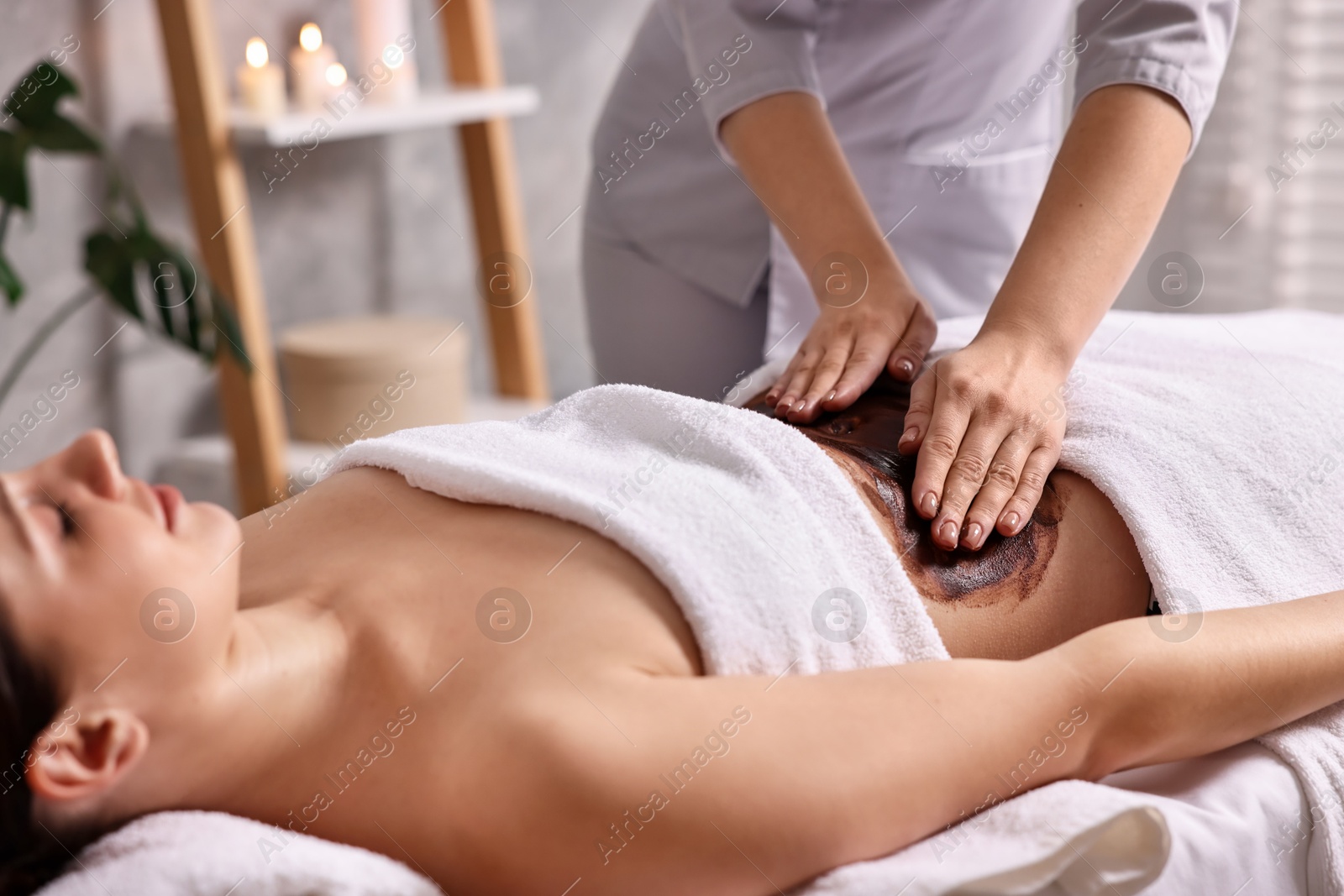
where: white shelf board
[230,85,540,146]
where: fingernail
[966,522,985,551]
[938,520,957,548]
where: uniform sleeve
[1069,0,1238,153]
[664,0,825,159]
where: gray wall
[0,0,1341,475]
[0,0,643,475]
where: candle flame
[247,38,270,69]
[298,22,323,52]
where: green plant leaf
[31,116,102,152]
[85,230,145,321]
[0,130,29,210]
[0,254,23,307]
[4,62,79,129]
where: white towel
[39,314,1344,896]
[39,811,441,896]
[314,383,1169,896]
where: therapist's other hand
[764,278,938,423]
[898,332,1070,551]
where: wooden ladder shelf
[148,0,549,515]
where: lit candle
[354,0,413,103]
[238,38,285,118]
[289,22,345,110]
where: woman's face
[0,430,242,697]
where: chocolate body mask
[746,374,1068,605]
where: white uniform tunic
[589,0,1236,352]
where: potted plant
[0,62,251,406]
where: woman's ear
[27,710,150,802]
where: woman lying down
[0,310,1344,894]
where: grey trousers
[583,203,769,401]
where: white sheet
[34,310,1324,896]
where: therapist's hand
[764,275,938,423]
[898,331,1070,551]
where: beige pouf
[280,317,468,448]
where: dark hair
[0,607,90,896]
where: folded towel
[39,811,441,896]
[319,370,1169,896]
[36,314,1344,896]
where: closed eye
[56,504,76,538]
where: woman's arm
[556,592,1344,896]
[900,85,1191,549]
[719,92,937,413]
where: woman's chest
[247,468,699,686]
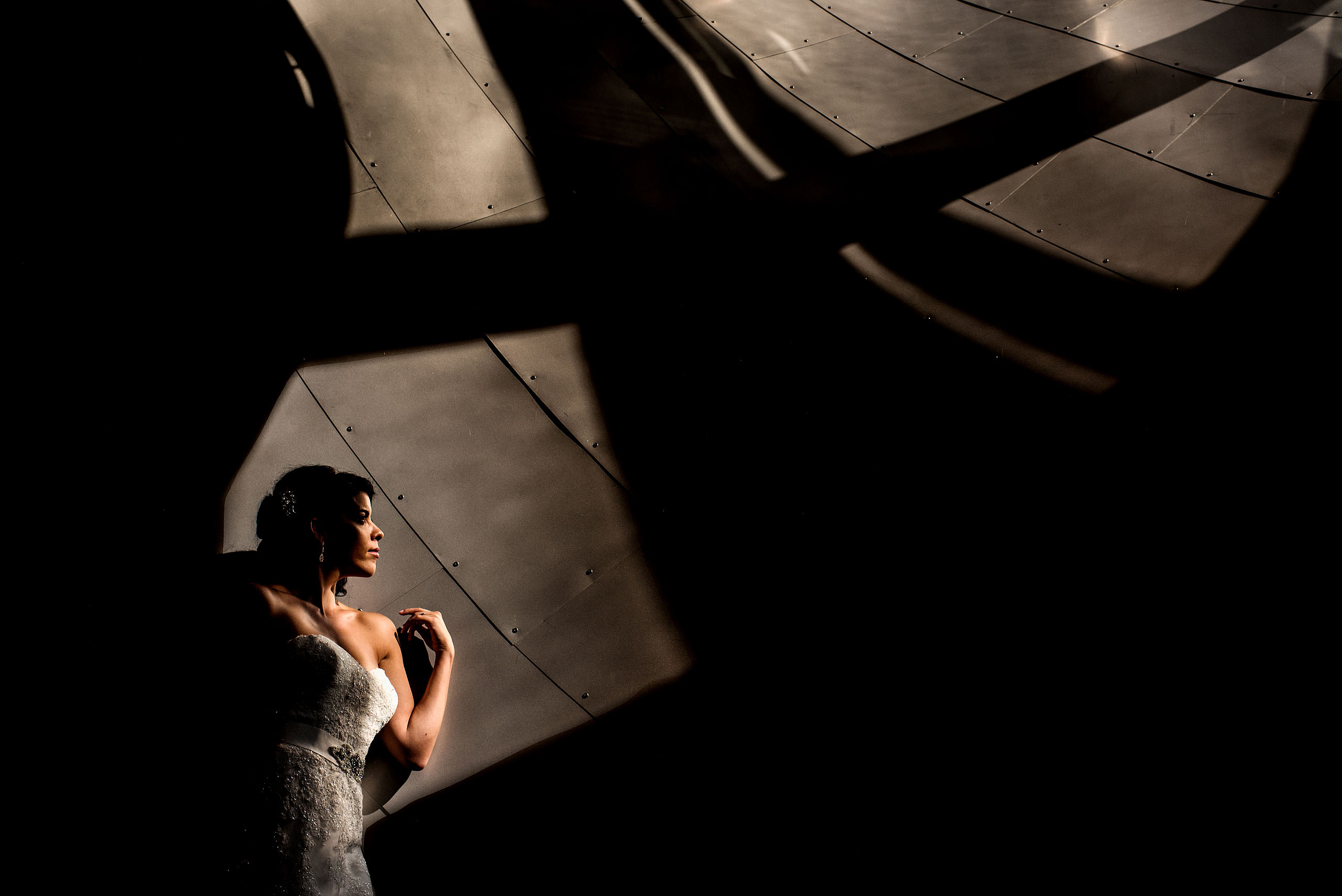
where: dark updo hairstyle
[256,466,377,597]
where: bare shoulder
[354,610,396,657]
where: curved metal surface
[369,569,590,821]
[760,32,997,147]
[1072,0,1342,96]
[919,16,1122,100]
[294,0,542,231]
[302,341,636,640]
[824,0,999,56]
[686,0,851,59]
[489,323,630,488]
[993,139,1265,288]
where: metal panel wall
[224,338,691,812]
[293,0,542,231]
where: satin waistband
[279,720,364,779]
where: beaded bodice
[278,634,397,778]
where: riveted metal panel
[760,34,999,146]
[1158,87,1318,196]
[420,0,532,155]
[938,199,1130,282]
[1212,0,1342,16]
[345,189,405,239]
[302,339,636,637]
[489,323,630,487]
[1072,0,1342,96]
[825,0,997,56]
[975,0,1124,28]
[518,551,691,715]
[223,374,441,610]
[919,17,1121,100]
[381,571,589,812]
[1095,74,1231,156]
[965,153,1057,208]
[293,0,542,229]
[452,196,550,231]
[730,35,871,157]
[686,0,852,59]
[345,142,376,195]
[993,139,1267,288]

Request: Put every line of the data above into a numbered list, skipping any blank lines. Leave the pictures out of your answer.

Task result:
1. where: white shelf board
2. [230,85,540,146]
3. where: fingernail
4. [966,522,985,551]
5. [938,520,957,548]
6. where: uniform sleeve
7. [1069,0,1238,153]
8. [664,0,825,159]
9. where: gray wall
10. [0,0,1341,475]
11. [0,0,643,475]
12. where: candle flame
13. [247,38,270,69]
14. [298,22,323,52]
15. where: green plant leaf
16. [31,116,102,152]
17. [85,230,145,321]
18. [0,130,29,210]
19. [0,254,23,307]
20. [4,62,79,129]
21. where: white towel
22. [39,314,1344,896]
23. [39,811,441,896]
24. [314,383,1169,896]
25. where: therapist's other hand
26. [764,278,938,423]
27. [898,332,1070,551]
28. where: wooden ladder shelf
29. [148,0,549,515]
30. where: lit candle
31. [354,0,413,103]
32. [238,38,285,118]
33. [289,22,345,110]
34. where: woman's face
35. [0,430,242,697]
36. where: chocolate body mask
37. [746,374,1068,605]
38. where: white uniform tunic
39. [589,0,1236,352]
40. where: potted plant
41. [0,62,251,406]
42. where: woman's ear
43. [27,710,150,802]
44. where: woman lying down
45. [0,310,1344,894]
46. where: grey trousers
47. [583,203,769,401]
48. where: white sheet
49. [34,310,1324,896]
50. where: therapist's hand
51. [764,275,938,423]
52. [898,331,1070,551]
53. where: beige pouf
54. [280,317,468,448]
55. where: dark hair
56. [0,607,90,896]
57. where: folded towel
58. [39,811,441,896]
59. [319,370,1169,896]
60. [36,314,1344,896]
61. where: closed eye
62. [56,504,76,538]
63. where: woman's arm
64. [556,592,1344,896]
65. [900,85,1191,549]
66. [719,92,937,413]
67. where: woman's chest
68. [247,468,699,686]
69. where: dark updo hairstyle
70. [256,466,377,597]
71. where: bare shoulder
72. [354,610,396,657]
73. where: curved metal surface
74. [369,569,590,821]
75. [760,32,997,147]
76. [1072,0,1342,96]
77. [919,16,1122,100]
78. [294,0,542,231]
79. [302,341,636,640]
80. [824,0,999,56]
81. [686,0,851,59]
82. [489,323,630,488]
83. [993,139,1265,288]
84. where: metal panel wall
85. [224,338,691,812]
86. [293,0,542,231]
87. where: satin waistband
88. [279,720,364,779]
89. where: beaded bodice
90. [278,634,397,778]
91. where: riveted metal panel
92. [760,34,999,146]
93. [1158,87,1318,196]
94. [420,0,532,155]
95. [938,199,1130,282]
96. [1212,0,1342,16]
97. [345,189,405,239]
98. [302,339,636,637]
99. [489,323,630,487]
100. [1072,0,1342,96]
101. [825,0,997,56]
102. [975,0,1124,28]
103. [518,551,691,715]
104. [223,374,441,610]
105. [919,17,1121,100]
106. [381,571,589,812]
107. [1095,74,1231,156]
108. [965,153,1057,208]
109. [293,0,542,229]
110. [452,196,550,231]
111. [730,35,871,157]
112. [686,0,852,59]
113. [345,142,376,195]
114. [993,139,1267,288]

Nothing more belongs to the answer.